RECORDS SUPPLIED -

_ _ _ _ _ _ _

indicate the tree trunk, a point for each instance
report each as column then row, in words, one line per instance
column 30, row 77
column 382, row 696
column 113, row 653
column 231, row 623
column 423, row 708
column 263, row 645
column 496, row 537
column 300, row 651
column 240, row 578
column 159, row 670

_ _ _ _ _ _ _

INSTRUCTIONS TO FOLLOW -
Reproduce every line of the records above verbatim, keeping their order.

ANSWER BELOW -
indicate the tree trunk, a point for each instance
report each as column then row, in words, one line per instance
column 30, row 77
column 382, row 696
column 113, row 653
column 231, row 623
column 423, row 708
column 263, row 645
column 496, row 537
column 300, row 651
column 240, row 578
column 159, row 670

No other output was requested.